Region pointing data:
--- START ---
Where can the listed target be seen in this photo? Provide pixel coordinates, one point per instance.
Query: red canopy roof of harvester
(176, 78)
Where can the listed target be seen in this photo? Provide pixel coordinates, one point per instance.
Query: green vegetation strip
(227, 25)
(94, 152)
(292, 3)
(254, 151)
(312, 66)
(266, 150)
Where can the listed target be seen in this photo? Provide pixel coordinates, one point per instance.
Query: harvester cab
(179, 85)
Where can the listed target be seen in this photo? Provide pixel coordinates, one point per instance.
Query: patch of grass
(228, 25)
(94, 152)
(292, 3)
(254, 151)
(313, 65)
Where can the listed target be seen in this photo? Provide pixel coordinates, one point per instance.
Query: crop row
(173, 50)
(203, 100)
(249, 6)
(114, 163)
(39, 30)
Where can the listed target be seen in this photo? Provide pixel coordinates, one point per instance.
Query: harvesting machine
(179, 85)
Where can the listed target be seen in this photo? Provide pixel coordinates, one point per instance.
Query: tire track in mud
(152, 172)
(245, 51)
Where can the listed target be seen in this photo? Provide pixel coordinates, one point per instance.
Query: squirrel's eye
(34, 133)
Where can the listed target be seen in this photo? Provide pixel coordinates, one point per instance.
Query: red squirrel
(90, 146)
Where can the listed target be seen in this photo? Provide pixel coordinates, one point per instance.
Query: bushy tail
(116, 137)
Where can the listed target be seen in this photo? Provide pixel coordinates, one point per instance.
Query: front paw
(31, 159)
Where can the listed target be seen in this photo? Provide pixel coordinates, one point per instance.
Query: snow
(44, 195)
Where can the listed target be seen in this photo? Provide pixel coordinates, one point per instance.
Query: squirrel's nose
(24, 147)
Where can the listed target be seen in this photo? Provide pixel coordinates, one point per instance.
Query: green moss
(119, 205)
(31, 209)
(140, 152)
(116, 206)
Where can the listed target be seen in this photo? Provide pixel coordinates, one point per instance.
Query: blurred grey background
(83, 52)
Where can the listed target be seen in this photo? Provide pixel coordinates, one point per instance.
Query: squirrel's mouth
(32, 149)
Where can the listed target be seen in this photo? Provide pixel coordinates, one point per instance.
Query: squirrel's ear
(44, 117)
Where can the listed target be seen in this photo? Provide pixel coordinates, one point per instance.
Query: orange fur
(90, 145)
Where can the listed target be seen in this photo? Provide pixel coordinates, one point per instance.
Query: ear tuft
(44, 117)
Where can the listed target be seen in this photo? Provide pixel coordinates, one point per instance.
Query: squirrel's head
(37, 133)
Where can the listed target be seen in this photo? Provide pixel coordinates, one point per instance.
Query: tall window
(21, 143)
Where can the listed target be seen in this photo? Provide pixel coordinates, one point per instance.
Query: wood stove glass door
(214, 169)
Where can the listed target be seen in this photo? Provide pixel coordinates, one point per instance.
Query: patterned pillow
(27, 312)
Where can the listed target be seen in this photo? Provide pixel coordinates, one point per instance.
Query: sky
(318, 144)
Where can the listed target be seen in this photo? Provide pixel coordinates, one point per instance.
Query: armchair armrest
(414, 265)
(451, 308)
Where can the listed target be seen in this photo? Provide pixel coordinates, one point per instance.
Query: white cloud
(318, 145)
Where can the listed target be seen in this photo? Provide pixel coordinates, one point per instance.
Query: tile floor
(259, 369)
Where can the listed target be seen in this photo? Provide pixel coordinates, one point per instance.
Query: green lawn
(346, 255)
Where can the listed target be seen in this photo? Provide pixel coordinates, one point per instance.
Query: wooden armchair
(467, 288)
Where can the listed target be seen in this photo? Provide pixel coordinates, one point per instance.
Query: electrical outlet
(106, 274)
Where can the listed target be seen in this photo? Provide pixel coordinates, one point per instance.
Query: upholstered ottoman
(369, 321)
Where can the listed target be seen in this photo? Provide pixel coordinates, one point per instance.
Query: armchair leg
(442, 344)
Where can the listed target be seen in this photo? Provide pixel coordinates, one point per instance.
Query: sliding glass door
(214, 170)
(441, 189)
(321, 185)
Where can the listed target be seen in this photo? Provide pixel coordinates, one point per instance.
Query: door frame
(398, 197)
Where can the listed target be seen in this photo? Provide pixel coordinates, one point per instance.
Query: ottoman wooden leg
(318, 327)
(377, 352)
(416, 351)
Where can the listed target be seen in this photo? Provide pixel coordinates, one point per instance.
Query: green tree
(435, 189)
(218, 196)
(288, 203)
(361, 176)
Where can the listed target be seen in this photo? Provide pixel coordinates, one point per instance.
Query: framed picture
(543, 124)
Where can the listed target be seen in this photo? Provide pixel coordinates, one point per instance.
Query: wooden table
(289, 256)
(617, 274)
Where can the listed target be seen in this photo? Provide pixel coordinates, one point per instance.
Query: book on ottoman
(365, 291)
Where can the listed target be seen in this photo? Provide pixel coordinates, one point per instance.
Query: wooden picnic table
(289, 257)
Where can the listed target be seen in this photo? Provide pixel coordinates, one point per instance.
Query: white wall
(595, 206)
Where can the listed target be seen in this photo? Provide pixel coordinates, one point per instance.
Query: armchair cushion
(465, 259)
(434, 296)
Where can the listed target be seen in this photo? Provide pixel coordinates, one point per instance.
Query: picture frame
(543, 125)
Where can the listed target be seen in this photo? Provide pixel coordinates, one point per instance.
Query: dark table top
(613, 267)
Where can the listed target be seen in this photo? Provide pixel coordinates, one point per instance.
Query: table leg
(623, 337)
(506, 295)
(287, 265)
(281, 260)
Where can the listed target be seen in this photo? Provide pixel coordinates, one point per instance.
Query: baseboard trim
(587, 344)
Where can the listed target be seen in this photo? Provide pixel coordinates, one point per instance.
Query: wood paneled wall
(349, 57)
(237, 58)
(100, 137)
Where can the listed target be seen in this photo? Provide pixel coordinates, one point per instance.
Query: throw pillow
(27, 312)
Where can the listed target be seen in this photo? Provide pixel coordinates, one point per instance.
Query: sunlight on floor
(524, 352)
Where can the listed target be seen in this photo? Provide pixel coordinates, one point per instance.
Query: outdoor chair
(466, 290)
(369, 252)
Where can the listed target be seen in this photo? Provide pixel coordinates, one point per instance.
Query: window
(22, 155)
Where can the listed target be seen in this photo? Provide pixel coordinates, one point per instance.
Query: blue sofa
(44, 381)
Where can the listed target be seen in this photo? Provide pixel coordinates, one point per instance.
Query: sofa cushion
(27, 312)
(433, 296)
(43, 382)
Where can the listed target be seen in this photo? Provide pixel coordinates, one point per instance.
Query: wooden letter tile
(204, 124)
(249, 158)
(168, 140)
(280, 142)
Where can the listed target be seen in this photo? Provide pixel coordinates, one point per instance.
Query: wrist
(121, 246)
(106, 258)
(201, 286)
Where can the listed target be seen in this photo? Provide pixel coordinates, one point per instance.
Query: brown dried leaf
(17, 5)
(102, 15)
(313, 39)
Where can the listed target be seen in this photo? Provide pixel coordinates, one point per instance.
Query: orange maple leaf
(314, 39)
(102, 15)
--- END ---
#### YOUR INSTRUCTIONS
Print every record above once more, exactly as written.

#### WRITTEN ANSWER
Where can the listed target be seen in this photo? Provide pixel coordinates, one point per instance.
Query: red canopy roof of harvester
(176, 78)
Where can the listed target be seen in this photo? Provide pixel coordinates, one point per instance.
Query: green vegetation strip
(227, 25)
(94, 152)
(292, 3)
(254, 151)
(312, 66)
(266, 150)
Where can the listed target be seen in this photo? Provide pixel coordinates, one point per instance.
Query: harvester cab
(179, 85)
Where can the listed target be seen in this photo? Provide pixel coordinates, one point per instance.
Query: patch of grass
(228, 25)
(94, 152)
(292, 3)
(254, 151)
(313, 65)
Where can the listed target be seen in this photo? Provide pixel coordinates, one point per instance.
Query: crop row
(173, 50)
(203, 100)
(249, 6)
(114, 163)
(39, 30)
Where can the listed target be seen in this photo? Provide pixel coordinates, one point per instance.
Query: harvesting machine
(179, 85)
Where can the listed target be seen in this photo? Provide pixel coordinates, one point per instance.
Query: tire track in mud
(152, 172)
(245, 51)
Where can the listed target be seen in this photo? Provide pixel coordinates, one point per instance.
Query: squirrel's eye
(34, 133)
Where can the listed target be seen in this photo? Provide pixel coordinates, one point per instance.
Query: red squirrel
(90, 146)
Where can the listed target be seen in this photo? Provide pixel coordinates, one point per instance.
Query: bushy tail
(116, 137)
Where can the listed target be seen in this photo? Provide pixel coordinates, one point per instance.
Query: front paw
(31, 159)
Where can the listed target be seen in this photo? Provide pixel coordinates, one point per instance.
Query: snow
(44, 195)
Where can the listed target be seen in this photo? Provide pixel coordinates, one point per instance.
Query: squirrel's nose
(24, 147)
Where can the listed target be seen in this photo? Provide pixel coordinates, one point per instance.
Query: green moss
(119, 205)
(31, 209)
(140, 152)
(116, 206)
Where can the listed target be seen in this photo? Provide pixel coordinates, one point per instance.
Query: blurred grey background
(83, 52)
Where can the listed target be seen in this photo? Provide pixel coordinates, one point per instance.
Query: squirrel's mouth
(32, 149)
Where can the listed target be seen in this photo? Provide pixel coordinates, one point per instance.
Query: squirrel's ear
(44, 117)
Where can the listed target be seen in this photo? Provide pixel coordinates, one point per instance.
Query: orange fur
(90, 145)
Where can the listed target be seen in this photo? Provide pixel coordinates, one point per instance.
Query: ear tuft
(44, 117)
Where can the listed target be seen in this photo? Provide pixel coordinates, one point per instance.
Query: squirrel's head
(37, 133)
Where can the listed target be seen in this photo? Provide pixel coordinates, one point per instance.
Query: tall window
(21, 143)
Where can the listed target be seen in this photo? Provide pixel coordinates, one point per instance.
Query: wood stove glass door
(214, 169)
Where can the listed target be seen in this photo? Provide pixel coordinates, one point per instance.
Query: patterned pillow
(27, 312)
Where can the listed target be seen in this photo? Provide pixel coordinates, one point per instance.
Query: sky
(318, 144)
Where can the listed target be seen in this photo? Provide pixel coordinates, one point per instance.
Query: armchair armrest
(414, 265)
(451, 308)
Where can the listed target be seen in this photo? Provide pixel coordinates, one point per instance.
Query: white cloud
(318, 145)
Where can the listed target be seen in this photo? Provide pixel coordinates, one point per instance.
Query: tile floor
(259, 369)
Where can the listed target be seen in this photo? Provide pixel coordinates, one point per instance.
Query: green lawn
(346, 255)
Where can the listed target be seen in this photo? Provide pixel coordinates, one point per instance.
Query: wooden armchair
(467, 288)
Where can the listed target be seen in this photo? Provide pixel coordinates, one point per instance.
Query: electrical outlet
(106, 274)
Where can the listed target be seen in this photo? Provide pixel coordinates, one point per instance.
Query: upholstered ottoman
(369, 321)
Where can the listed target be seen in this photo? Provide pixel coordinates, one point per instance.
Query: armchair leg
(442, 344)
Where can the listed target be seen in this photo? Provide pixel coordinates, one point per instance.
Query: sliding glass door
(214, 170)
(441, 189)
(321, 185)
Where can the listed target be seen in this photo? Provide pixel coordinates, one point per instance.
Query: door frame
(398, 197)
Where can the listed target be seen in this photo? Provide pixel coordinates, one point per instance.
Query: ottoman wooden leg
(318, 327)
(377, 352)
(416, 351)
Where can the listed target be seen in this photo? Provide pixel coordinates, one point per instance.
Query: green tree
(435, 189)
(218, 196)
(288, 203)
(361, 176)
Where can the listed target be seen in this photo? Provide pixel coordinates, one point per instance.
Query: framed picture
(543, 124)
Where can the listed target be seen in this photo? Provide pixel coordinates, one point per instance.
Query: wooden table
(289, 256)
(617, 274)
Where can the listed target be seen in this photo? Provide pixel coordinates, one point per instance.
Query: book on ottoman
(365, 291)
Where can the listed target be seen in this photo? Provide pixel coordinates, one point per instance.
Query: wooden picnic table
(289, 257)
Where can the listed target be seen in this photo? Provide pixel coordinates, one point per instance.
Query: white wall
(595, 206)
Where can the listed target be seen in this photo? Provide pixel coordinates, one point per instance.
Query: armchair cushion
(465, 259)
(434, 296)
Where can the listed target be seen in this photo? Provide pixel coordinates, one point per instance.
Query: picture frame
(543, 125)
Where can the listed target be seen in this photo? Provide pixel coordinates, one point per instance.
Query: dark table top
(613, 267)
Where can the listed target be seen in this photo? Provide pixel coordinates, one point per instance.
Query: table leg
(623, 337)
(506, 295)
(287, 265)
(281, 260)
Where can the listed target be seen in this photo? Provide pixel coordinates, one point per instance.
Query: baseboard trim
(587, 344)
Where can the listed target be seen in this photo? Provide pixel coordinates, one point per instance.
Query: wood paneled wall
(349, 57)
(237, 58)
(100, 137)
Where can the listed target be seen in this photo? Provide pixel coordinates, one point per instance.
Query: throw pillow
(27, 312)
Where can the listed target be seen in this photo? Provide pixel coordinates, one point per instance.
Query: sunlight on floor
(524, 352)
Where can the listed target be seen in this photo? Provide pixel coordinates, one point per instance.
Query: outdoor chair
(466, 290)
(369, 252)
Where can the listed target be seen in this photo? Provide pixel coordinates, one point per instance.
Query: window
(22, 155)
Where can the listed target be seen in this photo? Provide pixel coordinates, one point per instance.
Query: blue sofa
(44, 381)
Where can the listed target be seen in this photo? Provide pixel coordinates, one point per instance.
Query: sofa cushion
(27, 312)
(433, 296)
(43, 382)
Where can the listed target be seen in this photo? Provide pixel coordinates, one point per instance.
Query: wooden letter tile
(204, 124)
(249, 158)
(168, 140)
(280, 142)
Where can the listed target be seen in this photo? Provide pixel coordinates, one point per instance.
Query: wrist
(121, 246)
(106, 258)
(201, 286)
Where can the listed target be seen in this photo? Provide pixel coordinates, one point per instance.
Query: brown dried leaf
(17, 5)
(102, 15)
(313, 39)
Where can the listed target be seen in this photo? Provide pixel coordinates, one point per instance.
Query: orange maple leaf
(314, 39)
(102, 15)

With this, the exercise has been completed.